**Page excerpt:**

════

We give protected designation to buildings, to natural wonders and to battlefields. We do not, for the most part, bestow such honors on bars. This is a shame – especially in L.A., where our vintage bars hold a wealth of culture in their booze-soaked floors and sticky vinyl booths.

One such Los Angeles haunt is the Formosa Cafe, the 89-year-old bar on the corner of Santa Monica Boulevard and Formosa Avenue in West Hollywood. The Formosa has deep history as the favored bar for many, many golden-age movie stars, whose photos line the walls. Made up in part of an old Red Car trolley, the red-and-black – lacquered interior has barely changed since its heyday. In 1991, when the Formosa was threatened with demolition to make way for a parking structure, the city's Cultural Heritage Advisory Board declared it a landmark, cementing the bar's status as a protected pocket of Old Hollywood amidst the towering big-box consumerism of new Hollywood.

The problem is that, despite its history, not many people were eating there. So recently an innovative partnership was formed, between Formosa's owner, Vincent Jung, Umami Burger founder Adam Fleischman, and Red Medicine's chef Jordan Kahn and manager Noah Ellis. The Formosa itself wouldn't change, but Kahn and co. would install a chef in the kitchen turning out Red Medicine – esque food. ]

The idea seemed kind of crazy, given the highly innovative nature of Kahn's cooking at Red Medicine. But the menu he created for Formosa rode the line between cutting edge and bar-appropriate beautifully.

Sadly, the experiment was short-lived. After launching in late January, Red Med at Formosa stopped serving last week. The Fleischman/Kahn/Ellis partnership pulled out of the project, citing good sales but saying, “The ownership at Formosa Café has not fulfilled its agreements with Red Med.”

════

**Tasks to perform:**
- 1) Print the part of the Formosa Cafe article starting at "One such Los" and ending at "of new Hollywood.", word for word.
- 2) According to the Formosa Cafe article, what body declared the bar a landmark in 1991?
- 3) Pick up the Formosa Cafe article right after its final sentence and continue it.
The listing that comes next is separate material with no connection to the Formosa Cafe article.

**Dataset section:**
════

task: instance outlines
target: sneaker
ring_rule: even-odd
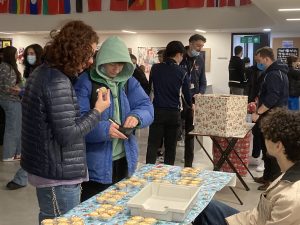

════

**Expected results:**
- 1)
One such Los Angeles haunt is the Formosa Cafe, the 89-year-old bar on the corner of Santa Monica Boulevard and Formosa Avenue in West Hollywood. The Formosa has deep history as the favored bar for many, many golden-age movie stars, whose photos line the walls. Made up in part of an old Red Car trolley, the red-and-black – lacquered interior has barely changed since its heyday. In 1991, when the Formosa was threatened with demolition to make way for a parking structure, the city's Cultural Heritage Advisory Board declared it a landmark, cementing the bar's status as a protected pocket of Old Hollywood amidst the towering big-box consumerism of new Hollywood.

- 2) The city's Cultural Heritage Advisory Board.

- 3)
It's really too bad. Because a new story was being told at Formosa, a deviation from the usual two ways these things go: Either someone totally takes over and “revamps” a space, ruining it in the process; or patrons come for the history and have to suffer through terrible food. To be able to sip your Singapore sling in a booth once occupied by Bogart and Bacall, while snacking on barely cooked bay scallops, their flesh lush with oceanic sweetness, dressed in brown butter and yuzu, was magical while it lasted. It was almost giddy to dive into this experience: the weirdness of eating beef tartare with “nuoc leo, peanut and chlorophyll” in this setting. Or sinking into the pure joy of a $3.50 beer at happy hour and pairing it with a bowl of oyster mushrooms with haricot vert and espelette. 

The prospect of a dark bar, a cold drink and a strange paste of sweet marinated eggplant under a flurry of fresh herbs and shaved loops of celery was perhaps too good to be true: everything lovable about dive bars and vintage glamour and odd, Vietnamese-tinged culinary modernism all wrapped up into one.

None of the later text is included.